◆ Aim of the exercise: In full and without alteration, print the records below, minus any images.

══════════════════════════════

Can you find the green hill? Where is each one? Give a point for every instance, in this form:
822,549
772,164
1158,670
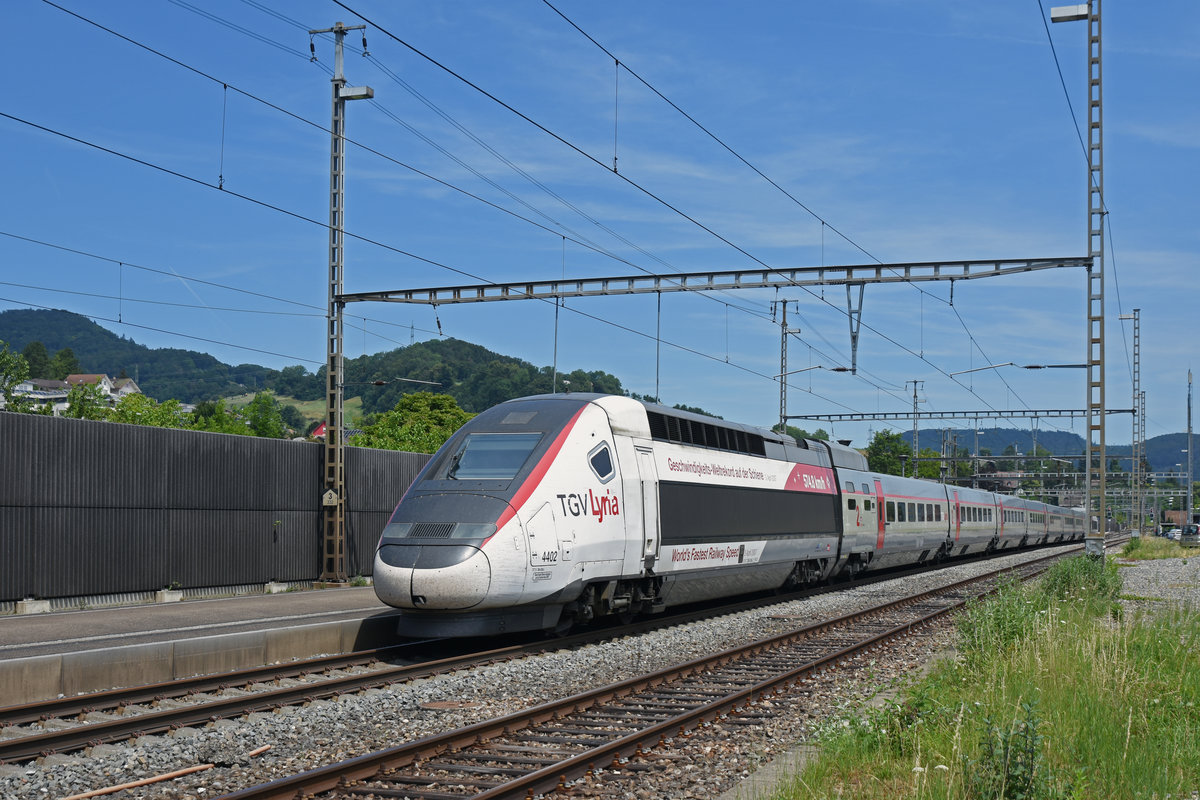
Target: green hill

══════════════════════════════

◆ Answer section:
Can you find the green hill? Where is each one? Give a point for every instance, in this form:
822,549
772,164
1158,670
Target: green hill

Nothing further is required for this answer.